Did George Bush order the Al-Jazeera headquarters in Qatar to be bombed? Or did he not?
If he did, did Tony Blair attempt to talk him out of it? Or did he not?
The Daily Mirror says yes. The British newspaper was gagged by the Attorney General after revealing the existence of the memo.
David Keogh and Leo O’Connor, civil servants who handled the memo, are due to appear in court next week, charged under the Official Secrets Act.
Until the memo in question is published, we cannot know for certain. What we do know is that its contents are sufficiently important that a D-notice was slapped on them, forbidding publication. Any editor who does so will be prosecuted for violating national security. To even the least politically-minded, that gesture speaks volumes.
Thankfully, Al-Jazeera aren’t taking this news lying down and are demanding that the memo is published. And several editors (including Tory MP Boris Johnson of the Spectator) and a legion of bloggers (like our own Red, who also designed the jazzy button at the top right of this post) have announced that they’ll happily publish the memo if they’re given a copy.
The Official Secrets Act is supposed to protect the safety of the country, not protect the current government from political embarrassment. I hope the brightest legal minds in the country will put their efforts into making this distinction if David Keogh and Leo O’Connor go to full trial.
If I happen to come across a copy, I’ll post it here and email it to every likeminded editor and blogger I can find. If another blogger or editor publishes the memo, I will be delighted to reproduce it on this blog, and so will plenty of others.
What will they do, arrest us all? Let’s see.
November 26th, 2005 at 12:34 pm
Updated transcipt now on
http://www.postmanpatel.blogspot.com Tyson reveals all
November 26th, 2005 at 3:39 pm
Thanks for sharing, Fox! I know you will be shocked, SHOCKED to know I have not heard a blip of this through the American media…
November 26th, 2005 at 4:53 pm
I love Boris Johnson!
November 26th, 2005 at 5:44 pm
The Keogh-O’Connor case is definitedly going to be one to watch… that is if the legal proceedings don’t go in camera.

Material provided:

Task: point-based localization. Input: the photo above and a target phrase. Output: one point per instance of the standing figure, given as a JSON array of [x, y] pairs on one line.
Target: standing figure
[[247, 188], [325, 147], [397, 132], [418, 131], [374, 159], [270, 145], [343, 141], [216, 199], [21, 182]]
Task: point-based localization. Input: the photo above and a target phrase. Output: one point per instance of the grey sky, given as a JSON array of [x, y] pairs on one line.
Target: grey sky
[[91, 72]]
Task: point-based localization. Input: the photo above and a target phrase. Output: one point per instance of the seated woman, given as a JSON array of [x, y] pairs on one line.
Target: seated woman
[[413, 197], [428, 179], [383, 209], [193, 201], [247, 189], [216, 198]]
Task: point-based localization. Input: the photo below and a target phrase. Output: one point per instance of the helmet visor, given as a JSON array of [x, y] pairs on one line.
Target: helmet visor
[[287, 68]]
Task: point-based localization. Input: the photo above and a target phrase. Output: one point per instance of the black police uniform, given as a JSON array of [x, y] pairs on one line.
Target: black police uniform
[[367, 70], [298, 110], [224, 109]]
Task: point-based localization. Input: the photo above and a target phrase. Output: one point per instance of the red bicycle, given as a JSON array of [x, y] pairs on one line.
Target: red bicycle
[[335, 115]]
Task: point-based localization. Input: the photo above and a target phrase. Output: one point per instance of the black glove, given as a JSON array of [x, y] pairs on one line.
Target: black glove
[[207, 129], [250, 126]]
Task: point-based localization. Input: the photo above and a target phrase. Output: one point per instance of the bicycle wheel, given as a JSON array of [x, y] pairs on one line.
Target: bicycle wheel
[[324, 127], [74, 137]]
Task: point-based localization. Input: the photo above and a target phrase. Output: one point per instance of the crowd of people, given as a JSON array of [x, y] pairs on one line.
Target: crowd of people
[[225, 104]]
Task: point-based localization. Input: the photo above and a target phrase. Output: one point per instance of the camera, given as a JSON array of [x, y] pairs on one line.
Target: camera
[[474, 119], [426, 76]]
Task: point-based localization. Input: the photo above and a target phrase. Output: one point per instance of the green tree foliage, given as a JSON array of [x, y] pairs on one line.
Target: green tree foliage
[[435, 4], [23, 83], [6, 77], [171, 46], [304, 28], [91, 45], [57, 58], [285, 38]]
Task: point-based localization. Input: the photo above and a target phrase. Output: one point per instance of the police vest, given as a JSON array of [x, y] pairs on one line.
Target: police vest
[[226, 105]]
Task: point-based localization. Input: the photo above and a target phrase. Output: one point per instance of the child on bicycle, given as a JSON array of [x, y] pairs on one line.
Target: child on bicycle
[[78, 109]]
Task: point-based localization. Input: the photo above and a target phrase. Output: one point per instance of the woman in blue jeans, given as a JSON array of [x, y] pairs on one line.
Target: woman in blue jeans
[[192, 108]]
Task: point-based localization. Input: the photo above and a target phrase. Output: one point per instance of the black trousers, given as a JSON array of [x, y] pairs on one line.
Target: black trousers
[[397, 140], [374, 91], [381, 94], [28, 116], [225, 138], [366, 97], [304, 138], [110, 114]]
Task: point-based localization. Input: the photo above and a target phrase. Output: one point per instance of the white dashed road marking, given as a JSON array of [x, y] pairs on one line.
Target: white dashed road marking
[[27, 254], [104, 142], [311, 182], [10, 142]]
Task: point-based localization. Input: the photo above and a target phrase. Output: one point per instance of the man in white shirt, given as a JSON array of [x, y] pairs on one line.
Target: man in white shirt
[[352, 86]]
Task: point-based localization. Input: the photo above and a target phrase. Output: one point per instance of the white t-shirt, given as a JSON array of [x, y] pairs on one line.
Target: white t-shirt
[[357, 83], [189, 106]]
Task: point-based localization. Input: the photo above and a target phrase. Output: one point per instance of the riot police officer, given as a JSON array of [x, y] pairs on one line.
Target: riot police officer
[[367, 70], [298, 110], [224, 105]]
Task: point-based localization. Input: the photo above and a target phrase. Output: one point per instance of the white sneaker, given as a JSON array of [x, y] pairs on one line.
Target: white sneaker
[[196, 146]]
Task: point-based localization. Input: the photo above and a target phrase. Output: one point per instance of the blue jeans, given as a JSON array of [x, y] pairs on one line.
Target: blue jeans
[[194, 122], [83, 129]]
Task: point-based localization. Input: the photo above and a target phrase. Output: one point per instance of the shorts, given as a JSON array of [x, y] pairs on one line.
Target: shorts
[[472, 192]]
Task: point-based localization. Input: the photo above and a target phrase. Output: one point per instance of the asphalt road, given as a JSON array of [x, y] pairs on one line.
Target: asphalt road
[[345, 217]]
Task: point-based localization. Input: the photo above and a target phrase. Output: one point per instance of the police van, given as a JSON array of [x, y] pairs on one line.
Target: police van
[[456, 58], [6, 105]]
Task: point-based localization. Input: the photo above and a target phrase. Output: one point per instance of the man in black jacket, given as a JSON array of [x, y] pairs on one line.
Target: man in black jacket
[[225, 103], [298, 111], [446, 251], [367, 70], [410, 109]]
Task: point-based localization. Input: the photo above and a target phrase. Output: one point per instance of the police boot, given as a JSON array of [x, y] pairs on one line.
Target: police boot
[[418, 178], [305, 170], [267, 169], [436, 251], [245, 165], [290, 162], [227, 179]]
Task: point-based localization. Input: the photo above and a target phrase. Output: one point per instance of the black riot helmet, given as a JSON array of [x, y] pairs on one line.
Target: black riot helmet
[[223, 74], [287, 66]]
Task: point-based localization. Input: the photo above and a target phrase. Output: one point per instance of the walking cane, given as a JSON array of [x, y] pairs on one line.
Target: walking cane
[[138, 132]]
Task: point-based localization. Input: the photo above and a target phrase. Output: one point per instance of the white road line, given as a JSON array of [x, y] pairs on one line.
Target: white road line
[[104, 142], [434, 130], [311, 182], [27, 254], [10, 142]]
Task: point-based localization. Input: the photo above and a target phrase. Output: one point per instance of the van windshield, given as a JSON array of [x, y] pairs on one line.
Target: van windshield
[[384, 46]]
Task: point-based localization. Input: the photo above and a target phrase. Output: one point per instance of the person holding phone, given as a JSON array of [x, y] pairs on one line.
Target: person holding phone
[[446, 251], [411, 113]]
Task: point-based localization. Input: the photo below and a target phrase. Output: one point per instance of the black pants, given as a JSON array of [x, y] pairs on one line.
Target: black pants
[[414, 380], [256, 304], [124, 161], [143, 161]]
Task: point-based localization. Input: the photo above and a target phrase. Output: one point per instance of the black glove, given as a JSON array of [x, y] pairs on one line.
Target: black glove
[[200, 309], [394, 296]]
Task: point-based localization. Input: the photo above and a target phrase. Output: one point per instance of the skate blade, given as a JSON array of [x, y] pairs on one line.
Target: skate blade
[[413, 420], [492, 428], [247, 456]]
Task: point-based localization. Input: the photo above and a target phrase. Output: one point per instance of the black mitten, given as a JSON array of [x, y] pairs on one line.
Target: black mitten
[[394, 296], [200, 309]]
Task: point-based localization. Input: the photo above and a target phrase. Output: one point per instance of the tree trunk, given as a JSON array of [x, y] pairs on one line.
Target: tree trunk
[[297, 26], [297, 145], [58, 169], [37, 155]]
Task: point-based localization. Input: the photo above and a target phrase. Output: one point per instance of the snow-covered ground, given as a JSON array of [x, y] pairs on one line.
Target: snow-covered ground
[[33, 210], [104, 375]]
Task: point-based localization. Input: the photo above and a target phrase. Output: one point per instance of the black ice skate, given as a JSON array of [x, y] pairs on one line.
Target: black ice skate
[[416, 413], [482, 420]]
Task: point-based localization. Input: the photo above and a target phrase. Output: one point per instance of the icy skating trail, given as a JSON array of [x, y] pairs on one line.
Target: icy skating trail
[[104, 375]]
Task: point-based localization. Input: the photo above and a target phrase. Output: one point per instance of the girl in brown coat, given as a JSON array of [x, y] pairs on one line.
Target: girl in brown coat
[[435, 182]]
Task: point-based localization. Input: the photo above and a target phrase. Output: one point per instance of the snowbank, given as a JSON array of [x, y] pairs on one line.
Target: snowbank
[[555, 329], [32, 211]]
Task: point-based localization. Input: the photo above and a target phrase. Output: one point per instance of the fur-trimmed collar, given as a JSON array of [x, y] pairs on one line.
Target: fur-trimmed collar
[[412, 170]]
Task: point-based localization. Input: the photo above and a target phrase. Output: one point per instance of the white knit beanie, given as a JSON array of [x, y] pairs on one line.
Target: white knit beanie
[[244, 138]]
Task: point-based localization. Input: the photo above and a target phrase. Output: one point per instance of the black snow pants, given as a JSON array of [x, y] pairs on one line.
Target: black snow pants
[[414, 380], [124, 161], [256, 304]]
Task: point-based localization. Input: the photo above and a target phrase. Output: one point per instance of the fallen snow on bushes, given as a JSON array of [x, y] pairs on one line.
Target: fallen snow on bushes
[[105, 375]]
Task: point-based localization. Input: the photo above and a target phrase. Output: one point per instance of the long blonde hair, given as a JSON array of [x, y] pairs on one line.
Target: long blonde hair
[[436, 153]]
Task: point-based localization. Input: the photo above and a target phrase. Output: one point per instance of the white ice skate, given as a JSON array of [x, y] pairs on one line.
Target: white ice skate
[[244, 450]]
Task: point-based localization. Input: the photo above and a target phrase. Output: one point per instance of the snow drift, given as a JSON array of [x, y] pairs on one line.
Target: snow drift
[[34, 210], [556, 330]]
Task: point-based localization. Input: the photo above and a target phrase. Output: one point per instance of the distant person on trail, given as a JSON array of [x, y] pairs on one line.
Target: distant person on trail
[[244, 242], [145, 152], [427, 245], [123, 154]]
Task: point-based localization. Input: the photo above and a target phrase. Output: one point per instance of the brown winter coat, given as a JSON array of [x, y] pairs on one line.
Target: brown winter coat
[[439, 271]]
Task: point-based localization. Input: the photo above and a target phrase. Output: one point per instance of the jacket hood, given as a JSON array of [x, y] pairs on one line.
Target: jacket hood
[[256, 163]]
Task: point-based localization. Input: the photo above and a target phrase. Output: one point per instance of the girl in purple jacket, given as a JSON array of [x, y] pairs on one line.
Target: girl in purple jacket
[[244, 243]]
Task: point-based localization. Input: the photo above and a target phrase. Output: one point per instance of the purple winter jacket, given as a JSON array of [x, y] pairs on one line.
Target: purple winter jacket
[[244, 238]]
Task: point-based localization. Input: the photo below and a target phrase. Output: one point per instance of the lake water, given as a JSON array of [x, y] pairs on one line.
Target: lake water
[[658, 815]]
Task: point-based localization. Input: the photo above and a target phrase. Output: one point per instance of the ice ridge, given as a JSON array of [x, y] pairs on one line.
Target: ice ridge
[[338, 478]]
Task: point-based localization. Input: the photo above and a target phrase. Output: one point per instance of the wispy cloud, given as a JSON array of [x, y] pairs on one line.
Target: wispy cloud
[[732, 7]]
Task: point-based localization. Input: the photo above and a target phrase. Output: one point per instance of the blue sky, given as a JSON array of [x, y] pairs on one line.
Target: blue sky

Task A: Retype the blog post about the Al-Jazeera memo word for word, starting at "If he did, did" and ending at "Official Secrets Act.".
Task B: In the blog post about the Al-Jazeera memo, which two civil servants are charged under the Official Secrets Act?
Task C: Proceed with the blog post about the Al-Jazeera memo, picking up right after its last sentence.

Reply A:
If he did, did Tony Blair attempt to talk him out of it? Or did he not?
The Daily Mirror says yes. The British newspaper was gagged by the Attorney General after revealing the existence of the memo.
David Keogh and Leo O’Connor, civil servants who handled the memo, are due to appear in court next week, charged under the Official Secrets Act.

Reply B: David Keogh and Leo O'Connor.

Reply C:
US media – all the reports I’ve had from people are that this has barely made the US papers, and no I’m not really surprised. But one of the things that gets me is how pathetic the british press has been. I mean it’s unheard of in recent years for editors to be threatened with jail by the government, isn’t it? You’d think that in the interests of self preservation at least (see, I’m already I’m discounting higher motives) that there would have been a very big collective noise. Of a cross-fleet street front page variety. But no.
So it’s Boris and a bunch of bloggers. Grrr. Good to have you for company in jail, though.
red
ps Fox- your Boris link is broken and the ones to Blairwatch and to me both go to the comments rather than to the posts (that might have been your intention, of course)
November 26th, 2005 at 6:25 pm
Ugh. I know, nothing over here. Sucks. Media are morons. Of course, after the Plame leak and all, I would be weary of all tihs junk too. Poor journalists, got it tough, don’t they?
November 26th, 2005 at 7:59 pm
having said that i realised my own post was linked to the boris comments rather than the post
November 27th, 2005 at 6:04 am
I guess that KPFA, over here, is reporting on this, but no mainstream news is.
I tried to comment in the other blog that I would publish, but it gave me some strange statement about me being a spammer. So…I’ll publish it if I get it.
November 27th, 2005 at 12:33 pm
Spin – you will find that in fact your comment has made it through the rather over-the-top spam filter on Blairwatch, and your name is proudly on the list.
November 27th, 2005 at 4:54 pm
Leah and Alecya, you’re right, I’m stunned that this isn’t headline news all over the States. Heh.
Spin, yay. Welcome to the naughty corner.
Hedge, I do too. I’m slightly ashamed, but can’t help it.
Red, sadly it’s not unheard of at all. D-notices are frequently used to prevent press reporting ’sensitive’ events, but the excuse isn’t usually as pathetic as this one. This time, Blair’s dictatorship has really gone too far.
I don’t appear to be on the Blairwatch list, so I’ll count myself as an underground supporter.
November 27th, 2005 at 6:10 pm
As much as I am against Bush’s policies, I have a hard time believing he would ever be serious about such a suggestion – It was during a rough time with Jazeera, so it may have been Dubya’s uniquely sanguinary sense of humor. Who knows. If it was suggested, then there may be an American paper trial, which would probably be protected by Exec. Priv.
A couple of days before Fiztball season started, we posted this – because we think this is where the real action lay -:
On First Looking Into Fitzgerald’s Indictment
A Pre-Emptive Poem (10-26-05)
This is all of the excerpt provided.